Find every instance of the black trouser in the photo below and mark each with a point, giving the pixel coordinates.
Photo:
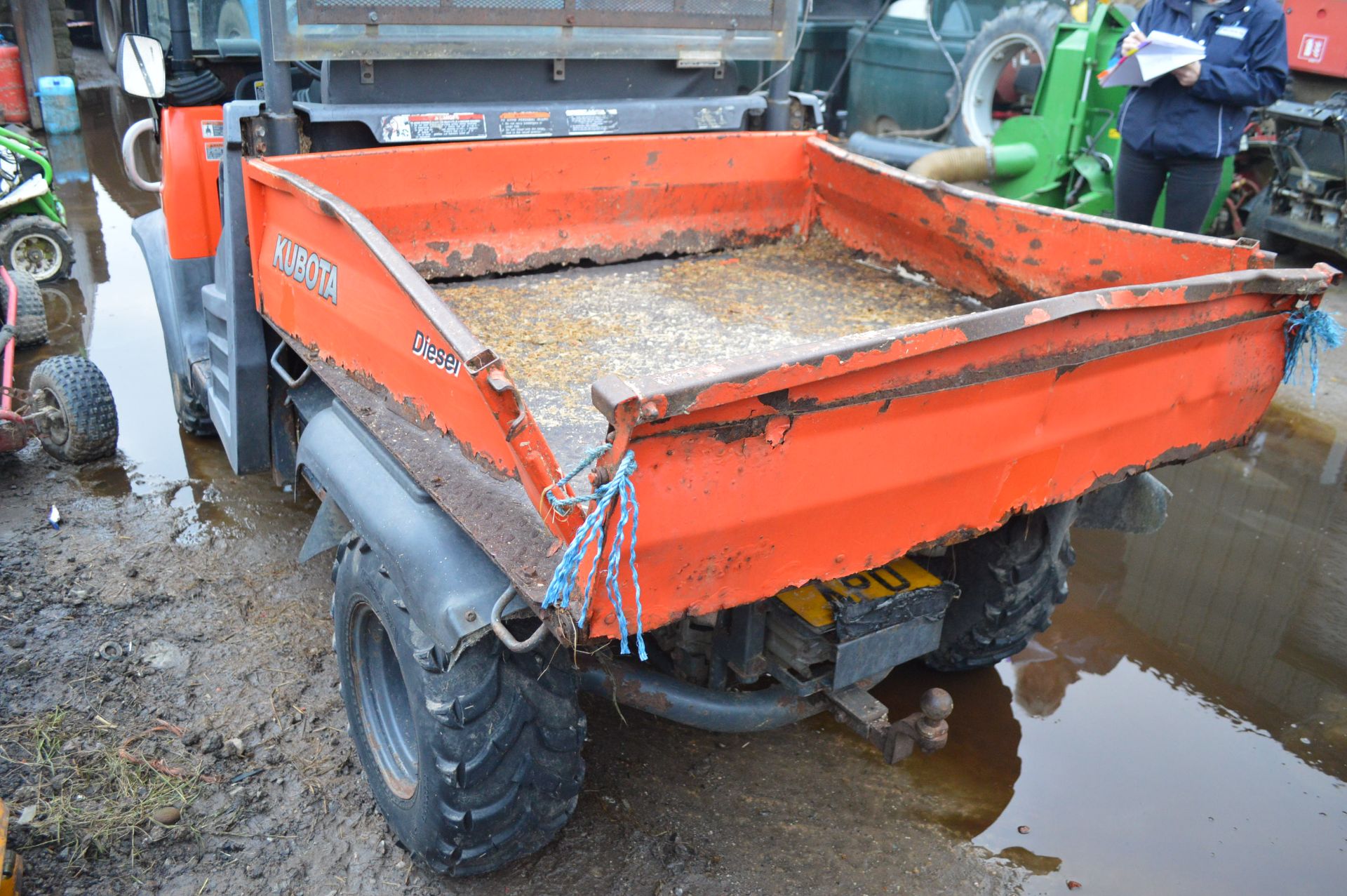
(1193, 186)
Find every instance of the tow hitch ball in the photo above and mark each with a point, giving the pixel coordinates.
(869, 718)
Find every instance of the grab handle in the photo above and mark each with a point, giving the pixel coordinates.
(128, 156)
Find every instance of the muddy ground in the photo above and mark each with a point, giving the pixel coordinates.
(224, 636)
(1181, 728)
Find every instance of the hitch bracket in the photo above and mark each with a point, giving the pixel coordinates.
(868, 717)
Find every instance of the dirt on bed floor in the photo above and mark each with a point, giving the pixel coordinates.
(558, 332)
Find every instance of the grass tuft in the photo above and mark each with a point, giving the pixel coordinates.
(95, 790)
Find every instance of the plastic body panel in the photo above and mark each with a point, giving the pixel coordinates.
(1316, 36)
(426, 553)
(193, 142)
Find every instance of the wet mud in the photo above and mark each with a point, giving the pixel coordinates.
(1181, 727)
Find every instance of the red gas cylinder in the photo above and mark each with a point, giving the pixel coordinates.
(14, 99)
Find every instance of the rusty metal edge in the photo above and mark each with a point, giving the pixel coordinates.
(681, 389)
(476, 354)
(934, 187)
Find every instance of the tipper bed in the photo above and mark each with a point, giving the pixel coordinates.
(775, 329)
(562, 330)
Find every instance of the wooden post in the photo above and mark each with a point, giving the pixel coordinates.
(36, 49)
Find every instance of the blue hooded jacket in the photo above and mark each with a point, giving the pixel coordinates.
(1245, 67)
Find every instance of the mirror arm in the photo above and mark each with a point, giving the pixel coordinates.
(180, 35)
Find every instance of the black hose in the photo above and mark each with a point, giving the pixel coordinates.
(957, 98)
(896, 152)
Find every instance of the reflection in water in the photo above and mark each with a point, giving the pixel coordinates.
(1183, 724)
(107, 310)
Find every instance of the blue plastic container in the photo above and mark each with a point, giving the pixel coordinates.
(60, 111)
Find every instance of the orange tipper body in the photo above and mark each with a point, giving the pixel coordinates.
(1109, 349)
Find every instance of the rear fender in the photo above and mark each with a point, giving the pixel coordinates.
(1137, 504)
(446, 580)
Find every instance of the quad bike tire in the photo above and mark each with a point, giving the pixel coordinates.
(32, 321)
(1010, 582)
(86, 429)
(38, 246)
(476, 761)
(1026, 26)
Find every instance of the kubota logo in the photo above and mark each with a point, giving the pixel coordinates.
(319, 275)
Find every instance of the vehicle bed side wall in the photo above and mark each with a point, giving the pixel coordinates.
(1003, 251)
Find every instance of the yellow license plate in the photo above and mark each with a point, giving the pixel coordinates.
(811, 601)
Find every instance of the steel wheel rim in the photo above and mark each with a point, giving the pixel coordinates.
(982, 80)
(383, 701)
(35, 253)
(58, 426)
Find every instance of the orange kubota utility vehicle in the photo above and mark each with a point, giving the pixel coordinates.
(439, 260)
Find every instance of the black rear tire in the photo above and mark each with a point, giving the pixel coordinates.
(473, 765)
(1010, 584)
(32, 321)
(86, 426)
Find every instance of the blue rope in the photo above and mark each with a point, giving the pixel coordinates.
(1310, 326)
(558, 503)
(591, 537)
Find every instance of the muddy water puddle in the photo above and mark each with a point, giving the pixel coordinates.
(107, 310)
(1183, 724)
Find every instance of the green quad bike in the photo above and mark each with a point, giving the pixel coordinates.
(33, 221)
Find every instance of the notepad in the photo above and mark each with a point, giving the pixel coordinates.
(1160, 53)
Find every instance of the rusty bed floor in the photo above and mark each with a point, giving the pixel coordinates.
(559, 332)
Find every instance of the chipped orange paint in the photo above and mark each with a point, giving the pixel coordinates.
(764, 472)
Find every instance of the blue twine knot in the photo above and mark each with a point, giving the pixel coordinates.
(591, 534)
(1310, 326)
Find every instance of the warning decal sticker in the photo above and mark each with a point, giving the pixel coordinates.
(434, 126)
(527, 124)
(581, 121)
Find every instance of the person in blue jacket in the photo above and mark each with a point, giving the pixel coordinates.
(1179, 130)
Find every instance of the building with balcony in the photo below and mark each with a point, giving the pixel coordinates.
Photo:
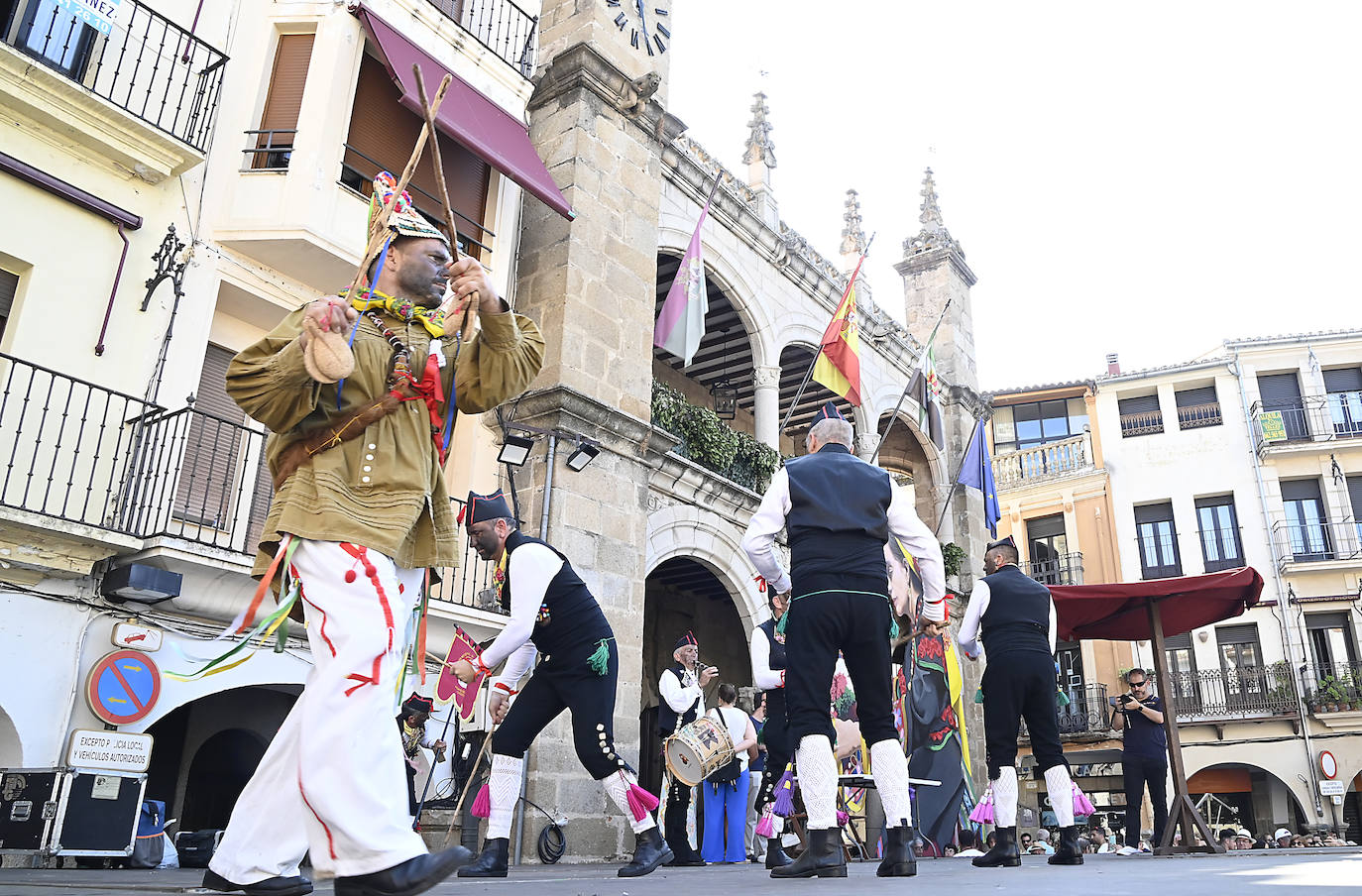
(1248, 456)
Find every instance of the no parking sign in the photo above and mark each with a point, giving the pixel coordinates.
(123, 687)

════════════════════

• **STATED GOAL**
Rewrite the items starting at the line containing "Find every instance of the blue rope" and ending at the last of the items, replacing "pixel coordinates" with "x and y coordinates" and leaving everything else unchanged. Leave the pictures out of your answer.

• **WRITTEN REPLY**
Find every instance of the blue rope in the photo above and mark each with a point, giving the x and y coordinates.
(1310, 326)
(558, 503)
(591, 537)
Find every instance of the muddy water puddle in the photo above and mark each with a point, giving the x and y coordinates.
(107, 310)
(1183, 724)
Find every instance of the green quad bike in the photo above and mark each with a point, giving the x and y coordinates.
(33, 221)
Find every instance of the notepad in the photo above and mark each with a point, giving the x and y coordinates.
(1160, 53)
Find every instance of the rusty bed floor in the photo above and mark each with a point, giving the x and y coordinates.
(559, 332)
Find every instance of the chipped orange paint in the photo above and mark each with a point, giving the x and y coordinates.
(764, 472)
Find every instance of the blue twine knot in the photo above and mark each with a point, giving the x and y coordinates.
(591, 534)
(1310, 326)
Find every instance of the warning decal sticker in the photo above and mark each with a point, giving the x and y coordinates.
(434, 126)
(527, 124)
(581, 121)
Find every instance of the person in blue jacket in the photo above and mark each with a point, giving the x and y coordinates.
(1179, 130)
Find every instance of the building with balcony in the photo below and mark each with a point, giving the x and y coordinates.
Photo:
(1248, 456)
Find every instance of the no parking sign in the photo above and mark each with a point, giving the x and y coordinates.
(123, 687)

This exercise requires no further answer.